## RECORDED DATA
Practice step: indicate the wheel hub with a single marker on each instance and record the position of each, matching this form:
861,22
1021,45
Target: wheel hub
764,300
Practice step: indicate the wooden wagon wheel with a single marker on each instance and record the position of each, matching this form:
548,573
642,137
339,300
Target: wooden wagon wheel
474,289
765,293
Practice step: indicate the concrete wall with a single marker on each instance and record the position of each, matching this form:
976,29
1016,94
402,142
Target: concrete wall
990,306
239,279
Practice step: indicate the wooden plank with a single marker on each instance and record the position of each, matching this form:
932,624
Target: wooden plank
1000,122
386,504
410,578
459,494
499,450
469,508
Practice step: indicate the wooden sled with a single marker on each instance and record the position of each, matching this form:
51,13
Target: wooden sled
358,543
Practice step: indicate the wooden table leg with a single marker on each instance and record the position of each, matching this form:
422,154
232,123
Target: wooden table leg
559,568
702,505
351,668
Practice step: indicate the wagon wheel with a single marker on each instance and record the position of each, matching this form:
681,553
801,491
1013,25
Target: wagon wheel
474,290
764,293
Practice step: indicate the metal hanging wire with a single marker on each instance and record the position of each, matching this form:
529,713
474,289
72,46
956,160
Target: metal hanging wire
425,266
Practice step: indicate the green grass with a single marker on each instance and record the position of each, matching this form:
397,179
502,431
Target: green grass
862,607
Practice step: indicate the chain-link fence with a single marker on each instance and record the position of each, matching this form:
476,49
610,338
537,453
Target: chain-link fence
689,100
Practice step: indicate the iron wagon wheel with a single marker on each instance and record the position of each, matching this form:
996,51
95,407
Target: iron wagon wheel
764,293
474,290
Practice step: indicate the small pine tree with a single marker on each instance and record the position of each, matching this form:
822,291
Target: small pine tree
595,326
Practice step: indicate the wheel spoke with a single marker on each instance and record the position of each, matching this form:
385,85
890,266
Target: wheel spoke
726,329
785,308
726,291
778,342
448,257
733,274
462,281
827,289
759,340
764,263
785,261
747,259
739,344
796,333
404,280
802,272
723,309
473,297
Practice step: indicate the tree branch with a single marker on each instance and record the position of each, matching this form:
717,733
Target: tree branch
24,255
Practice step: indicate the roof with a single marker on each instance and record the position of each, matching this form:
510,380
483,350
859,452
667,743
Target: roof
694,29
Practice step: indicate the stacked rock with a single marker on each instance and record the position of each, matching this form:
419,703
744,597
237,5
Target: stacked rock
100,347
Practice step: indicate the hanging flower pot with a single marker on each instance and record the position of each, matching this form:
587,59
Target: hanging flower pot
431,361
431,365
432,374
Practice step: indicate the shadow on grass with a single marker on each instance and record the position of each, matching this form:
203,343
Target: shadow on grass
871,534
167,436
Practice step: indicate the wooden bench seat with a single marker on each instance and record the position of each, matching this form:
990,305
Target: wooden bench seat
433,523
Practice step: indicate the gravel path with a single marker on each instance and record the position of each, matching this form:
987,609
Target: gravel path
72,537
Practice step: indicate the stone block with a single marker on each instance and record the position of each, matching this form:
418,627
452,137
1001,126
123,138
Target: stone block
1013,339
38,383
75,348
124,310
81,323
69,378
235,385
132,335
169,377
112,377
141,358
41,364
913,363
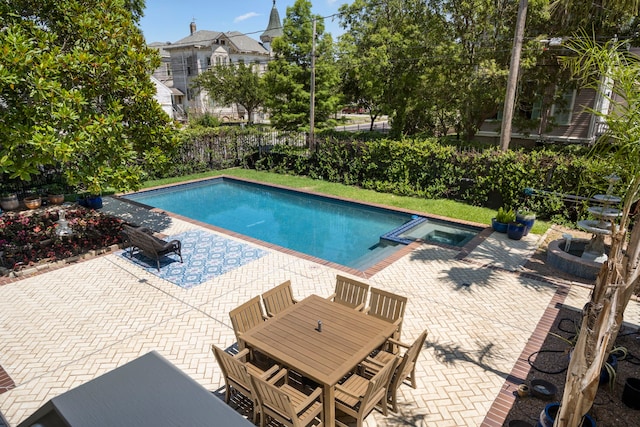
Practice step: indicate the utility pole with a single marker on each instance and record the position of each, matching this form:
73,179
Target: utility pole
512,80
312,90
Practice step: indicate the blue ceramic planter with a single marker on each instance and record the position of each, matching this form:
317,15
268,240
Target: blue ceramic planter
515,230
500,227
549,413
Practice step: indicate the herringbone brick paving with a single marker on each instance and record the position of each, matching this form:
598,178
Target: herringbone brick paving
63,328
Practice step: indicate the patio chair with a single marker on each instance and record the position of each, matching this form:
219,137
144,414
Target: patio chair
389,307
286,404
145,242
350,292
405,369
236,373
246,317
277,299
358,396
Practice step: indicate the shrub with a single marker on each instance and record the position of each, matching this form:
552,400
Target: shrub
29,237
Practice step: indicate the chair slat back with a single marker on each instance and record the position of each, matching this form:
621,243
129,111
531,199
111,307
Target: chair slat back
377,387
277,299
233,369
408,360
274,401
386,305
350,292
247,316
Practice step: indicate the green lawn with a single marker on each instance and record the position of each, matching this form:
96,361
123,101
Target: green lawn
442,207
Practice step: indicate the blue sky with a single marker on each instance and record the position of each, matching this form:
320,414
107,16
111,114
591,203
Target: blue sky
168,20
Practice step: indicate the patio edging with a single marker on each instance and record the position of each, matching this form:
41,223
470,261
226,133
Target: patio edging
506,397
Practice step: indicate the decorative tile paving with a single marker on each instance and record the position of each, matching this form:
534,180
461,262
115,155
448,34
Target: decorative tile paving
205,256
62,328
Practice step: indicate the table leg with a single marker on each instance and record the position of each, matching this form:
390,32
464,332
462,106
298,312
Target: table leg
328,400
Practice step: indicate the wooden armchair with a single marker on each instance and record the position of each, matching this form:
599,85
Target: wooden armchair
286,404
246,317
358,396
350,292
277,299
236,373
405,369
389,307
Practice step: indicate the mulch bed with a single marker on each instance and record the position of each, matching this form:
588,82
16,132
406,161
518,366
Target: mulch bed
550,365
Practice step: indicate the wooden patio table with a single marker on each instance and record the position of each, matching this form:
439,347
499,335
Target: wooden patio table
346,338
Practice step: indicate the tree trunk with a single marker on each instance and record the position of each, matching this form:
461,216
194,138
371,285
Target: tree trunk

## REQUIREMENT
Write out again every line above exactly as given; the pictures do not belong in the copy.

## COMPLETE RESPONSE
Practice step: indicate the wheel hub with a single marker on each instance and record the position of each, matching this form:
861,22
1021,45
Target: wheel hub
764,300
Practice step: indicate the wooden wagon wheel with a single marker on each instance and record the position of each, matching this form:
548,573
642,137
339,300
Target: wooden wagon wheel
474,289
765,293
Practice step: indicate the concrete wall with a single marker on each instance and record the position of each, matching this form:
976,29
1016,94
402,142
Target: concrete wall
990,306
239,279
Practice step: indicate the wooden plank with a single marker on each instance and record the position of each, matching this form:
932,624
Target: wooden plank
1000,122
386,504
410,578
459,494
499,450
469,508
Practice step: indicate the wooden sled with a single marker on each instance and record the position of each, matching this form:
51,13
Target: wooden sled
358,543
Practice step: indicate the wooden table leg with a single marker on each instance and record the position of each, matching this form:
422,154
232,123
Target: wooden table leg
559,568
702,505
351,668
Practice step: indicate the wagon wheel with a single marker on each instance and record the position of each, matching this form:
681,553
801,491
1013,25
Target: wagon wheel
474,290
764,293
Practice step: indicate the metal hanging wire with a single marker on each instance and record the position of each, matching this form:
529,713
474,289
72,46
956,160
Target: metal hanging wire
425,266
Practice step: indicate the green grass with a single marker on each instance and record the position of each, matching this form:
397,179
502,431
Target: green grass
862,607
Practice step: indicate the chain-link fence with a single marker on each instance and record the position of each, matching this form:
476,49
610,338
537,453
Target: chain-link fence
689,100
Practice step: indicate the iron wagon wheel with a single marker on each instance and record the position of each, matching this form:
996,51
95,407
Target: iron wagon wheel
764,293
474,290
Practice step: indicate the small pine tree with a single marker on each instance and record the position of each, matching this form:
822,291
Target: small pine tree
595,326
Practice step: indicate the wheel spoke with a single marker on each instance and record the position of each, matching this form:
385,85
890,266
Target: wheel spoke
726,329
785,308
726,291
778,342
448,257
733,274
462,281
827,289
759,340
764,263
785,261
747,259
739,344
796,333
404,280
802,272
723,309
473,297
Practice step: indicate the tree branch with a single marker on each instance and record the position of each, matching this form:
717,733
Target: tree branch
24,255
Practice step: indicate the roof with a single marker on each instance and record the position of each, matching this form:
510,380
483,350
859,452
667,743
Target: roof
694,29
Practice step: indicate the stacked rock with a single marker on each instance and record the position of each, matching this form:
419,703
744,597
237,5
Target: stacked rock
100,347
Practice step: indicate the hanging flower pot with a single marker on each instance and record the position of each, matching this form:
587,59
Target: hanging flower pot
431,361
431,365
432,374
Practice step: indicate the shadow on grass with a single marker on each instance and record the position of each, matching this form:
203,343
Target: shadow on grass
871,534
167,436
Practice step: indicate the wooden bench seat with a single marker on each instance and record the position of each, matching this form:
990,305
Target: wooden bench seat
433,523
Practice step: indicate the gravel path with a single marker on each instance and record the position of each, matching this form:
987,609
Target: gravel path
72,537
Practice step: indicate the stone block with a single marker on each instance and record the position of each, matching this form:
418,627
452,137
1001,126
123,138
Target: stone block
1013,339
38,383
75,348
124,310
81,323
69,378
235,385
132,335
169,377
112,377
141,358
41,364
913,363
Practice step: indicate the utility pole with a single marker on each instance and record the position of each, matching this form:
73,179
Target: utility pole
512,80
312,90
Practice step: indicate the blue ceramic planter with a single marker on each instance and record the position of each, matching this form:
317,15
268,240
Target: blue ceramic planter
515,230
500,227
549,413
Practice step: indicate the herringbone brick paving with a single marker on each instance and record the position of each, matching this form:
598,178
Target: herringbone brick paving
63,328
Practice step: indicate the patio chair with a single marker on each instance and record the position of each, matching this form:
219,137
144,414
Target: patio chair
389,307
286,404
145,242
350,292
405,369
236,373
246,317
277,299
358,396
Practice step: indicate the shrub with a single marker on each instance and record the position of each, matching this form:
552,400
Target: shrub
29,237
Practice step: indicate the chair slat back with a single marker on each instance and record the position of each, matching this form:
621,243
129,111
531,199
111,307
Target: chair slat back
377,387
277,299
233,369
408,360
274,401
386,305
350,292
247,316
Practice step: indicate the green lawn with a single marker on each instance and record the position of each, matching this form:
96,361
123,101
Target: green lawn
442,207
Practice step: indicate the blue sky with a single marker on each instance and record the position of each, matching this form:
320,414
107,16
111,114
591,203
Target: blue sky
168,20
Practice step: indicate the patio edging with a single marker on each instance and record the position of each, matching this form:
41,223
470,261
226,133
Target: patio edging
506,397
Practice step: indicate the decorative tile paving with a single marker on each instance and record the position of each, matching this form:
534,180
461,262
115,155
448,34
Target: decorative tile paving
205,256
62,328
Practice step: indicate the table leg with a single marker on each instance and record the position of each, matching this form:
390,32
464,332
462,106
298,312
Target: table leg
328,400
Practice step: indicate the wooden armchair with a single marker on each instance and record the position of each, matching this form:
599,85
Target: wooden armchair
286,404
246,317
358,396
350,292
277,299
236,373
405,369
389,307
Practice step: indicate the mulch bed with a single marker on each instance and record the position of each, matching this form:
588,82
16,132
406,161
518,366
Target: mulch bed
550,365
Practice step: indicate the wooden patio table with a single marker on each instance and record the position of each, matching this form:
439,347
499,335
Target: wooden patio table
346,338
Practice step: indicate the tree trunk with a single marker on each instance and record the position of each, matching this form:
461,216
194,138
371,285
Target: tree trunk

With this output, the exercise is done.